**Activity 1**
In the passage about Tez and AIDS Survivor Syndrome, switch "address book" to "phone book" and write out the part from "But two years" up to and including "and unbearably heavy.".
**Activity 2**
Resume the passage about Tez and AIDS Survivor Syndrome, starting after its last sentence.

(Extracted text Opens)

But two years came and went. Friends disappeared. Lovers died. The pages of his address book were filled with red Xs, names crossed out by a virus no one could control, and a government that largely refused to care. He kept waiting for his time to come. It didn’t. Instead, he woke up each morning with the crushing weight of survival unacknowledged, unspoken, and unbearably heavy.
While the world eventually shifted to new treatments, better outcomes, and cautious hope, Tez noticed something no one seemed ready to talk about: the people who had endured the worst of the epidemic were fading into the margins. They weren’t dying anymore, but they weren’t exactly living either. They were invisible. And Tez refused to let that stand.
He gave a name to the quiet, aching grief so many were carrying: AIDS Survivor Syndrome. Not a clinical diagnosis, but a lived one, a name for the trauma, guilt, and isolation of surviving a war that stole so much. And in 2013, he built something radical in response: Let’s Kick ASS (AIDS Survivor Syndrome), a movement for those who had been left behind by time and policy.

(Extracted text Closes)
(Data Opens)

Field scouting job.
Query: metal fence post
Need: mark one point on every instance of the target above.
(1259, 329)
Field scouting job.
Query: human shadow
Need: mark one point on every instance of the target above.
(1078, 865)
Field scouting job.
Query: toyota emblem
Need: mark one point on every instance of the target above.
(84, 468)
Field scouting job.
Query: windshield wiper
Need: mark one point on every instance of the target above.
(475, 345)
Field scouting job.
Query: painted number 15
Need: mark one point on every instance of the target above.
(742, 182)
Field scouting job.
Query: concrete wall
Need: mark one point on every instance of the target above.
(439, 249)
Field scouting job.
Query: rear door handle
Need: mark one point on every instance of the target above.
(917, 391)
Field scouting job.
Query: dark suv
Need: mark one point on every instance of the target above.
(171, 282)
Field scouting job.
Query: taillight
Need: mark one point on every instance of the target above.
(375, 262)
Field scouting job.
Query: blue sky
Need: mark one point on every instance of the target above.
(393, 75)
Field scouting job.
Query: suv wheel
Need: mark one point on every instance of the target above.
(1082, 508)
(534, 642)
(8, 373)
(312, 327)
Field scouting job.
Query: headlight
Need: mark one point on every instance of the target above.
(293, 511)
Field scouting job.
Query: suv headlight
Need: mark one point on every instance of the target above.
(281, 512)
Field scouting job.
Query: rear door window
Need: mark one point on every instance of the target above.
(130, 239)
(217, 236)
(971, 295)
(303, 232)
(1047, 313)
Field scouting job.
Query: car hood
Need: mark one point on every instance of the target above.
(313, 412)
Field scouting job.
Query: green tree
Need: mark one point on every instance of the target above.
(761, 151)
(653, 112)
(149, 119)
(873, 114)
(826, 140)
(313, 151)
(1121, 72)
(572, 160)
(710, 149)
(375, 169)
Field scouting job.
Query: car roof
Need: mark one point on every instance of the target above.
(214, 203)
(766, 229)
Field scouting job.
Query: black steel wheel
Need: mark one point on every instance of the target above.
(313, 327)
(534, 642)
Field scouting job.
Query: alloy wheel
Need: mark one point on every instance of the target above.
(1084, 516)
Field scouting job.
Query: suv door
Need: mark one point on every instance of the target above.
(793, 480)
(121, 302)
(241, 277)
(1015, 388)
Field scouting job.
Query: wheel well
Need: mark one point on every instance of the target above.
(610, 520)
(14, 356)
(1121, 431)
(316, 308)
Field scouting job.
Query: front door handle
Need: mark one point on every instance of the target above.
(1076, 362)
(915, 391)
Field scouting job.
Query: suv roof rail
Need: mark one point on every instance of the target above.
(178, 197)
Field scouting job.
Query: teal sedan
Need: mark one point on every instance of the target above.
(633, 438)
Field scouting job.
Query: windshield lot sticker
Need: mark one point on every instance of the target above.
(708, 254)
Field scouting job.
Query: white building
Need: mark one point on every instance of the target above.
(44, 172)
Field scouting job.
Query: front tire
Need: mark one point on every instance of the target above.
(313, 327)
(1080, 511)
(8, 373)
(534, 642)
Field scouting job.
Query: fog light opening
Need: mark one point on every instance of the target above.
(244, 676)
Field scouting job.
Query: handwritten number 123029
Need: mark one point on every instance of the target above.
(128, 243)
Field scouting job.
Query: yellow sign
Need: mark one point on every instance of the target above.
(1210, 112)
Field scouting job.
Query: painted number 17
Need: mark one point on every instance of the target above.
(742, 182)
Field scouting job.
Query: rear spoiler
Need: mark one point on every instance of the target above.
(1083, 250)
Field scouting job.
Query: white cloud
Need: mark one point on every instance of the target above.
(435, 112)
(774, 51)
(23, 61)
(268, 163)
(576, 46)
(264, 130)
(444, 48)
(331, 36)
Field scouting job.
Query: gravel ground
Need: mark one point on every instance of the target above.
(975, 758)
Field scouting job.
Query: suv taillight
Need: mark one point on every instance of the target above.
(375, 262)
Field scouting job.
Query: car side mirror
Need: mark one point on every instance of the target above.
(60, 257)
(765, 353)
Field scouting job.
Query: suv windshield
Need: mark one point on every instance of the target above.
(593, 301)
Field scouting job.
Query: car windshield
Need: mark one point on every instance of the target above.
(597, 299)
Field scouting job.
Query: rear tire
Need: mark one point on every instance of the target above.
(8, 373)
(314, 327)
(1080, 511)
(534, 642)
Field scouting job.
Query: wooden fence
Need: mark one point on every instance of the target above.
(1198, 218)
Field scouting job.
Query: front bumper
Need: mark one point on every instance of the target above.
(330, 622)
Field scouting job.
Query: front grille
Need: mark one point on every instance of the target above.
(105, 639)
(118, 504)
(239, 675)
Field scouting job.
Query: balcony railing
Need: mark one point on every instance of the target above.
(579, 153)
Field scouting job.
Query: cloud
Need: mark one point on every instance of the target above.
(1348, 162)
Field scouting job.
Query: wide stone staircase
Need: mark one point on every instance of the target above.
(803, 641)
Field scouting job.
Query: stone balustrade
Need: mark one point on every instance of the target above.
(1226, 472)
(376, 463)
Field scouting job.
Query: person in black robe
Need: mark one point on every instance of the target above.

(Data Closes)

**Expected output 1**
But two years came and went. Friends disappeared. Lovers died. The pages of his phone book were filled with red Xs, names crossed out by a virus no one could control, and a government that largely refused to care. He kept waiting for his time to come. It didn’t. Instead, he woke up each morning with the crushing weight of survival unacknowledged, unspoken, and unbearably heavy.

**Expected output 2**
One year later, he created HIV Long-Term Survivors Awareness Day, marked every June 5th, the same day, in 1981, that the CDC first reported what we now know as AIDS. For Tez, it wasn’t just a date. It was a reckoning. A chance to say, We are still here. And we matter.
Tez’s work isn’t abstract. It’s intimate. It’s drawn from the most complex parts of his life, the fear of dying young, and the unexpected, uneasy reality of growing old with HIV. He has turned decades of pain into purpose, transforming trauma into advocacy, and giving voice to a generation that has too often been silenced.
Now, more than 40 years since his diagnosis, Tez Anderson stands as one of the fiercest advocates for long-term HIV survivors. His story has been featured on NPR, FX’s PRIDE, and NBC’s Today Show, but recognition has never been the goal. Visibility, dignity, and justice have always guided him.
Tez doesn’t romanticise survival. He tells the truth in its raw, unvarnished, and honest form. He lived when so many didn’t. And he’s made it his life’s work to ensure those who did survive are never forgotten, never erased, and never alone.